[Location identification entries]

***

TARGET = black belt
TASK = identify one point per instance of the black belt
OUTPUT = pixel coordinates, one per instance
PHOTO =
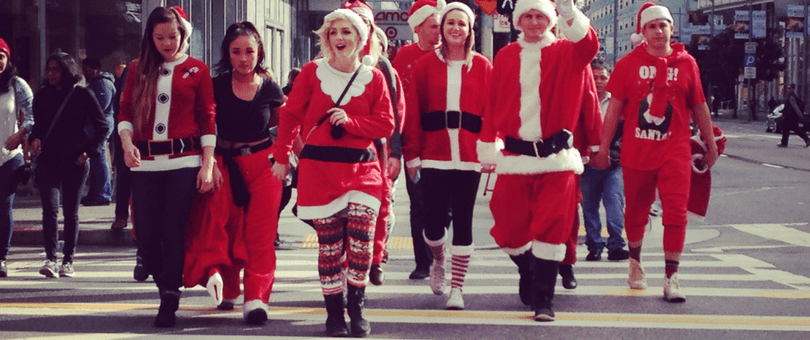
(544, 148)
(245, 150)
(168, 147)
(337, 154)
(437, 120)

***

▸ **THE PROBLEM**
Please reproduce the material above word for word, leaving the pictures out.

▸ **THE SOLUTION**
TARGET = black belt
TASK = identify one point per instance of the black belt
OUTPUT = pixel coordinates, one per instance
PHOTO =
(544, 148)
(245, 150)
(168, 147)
(337, 154)
(437, 120)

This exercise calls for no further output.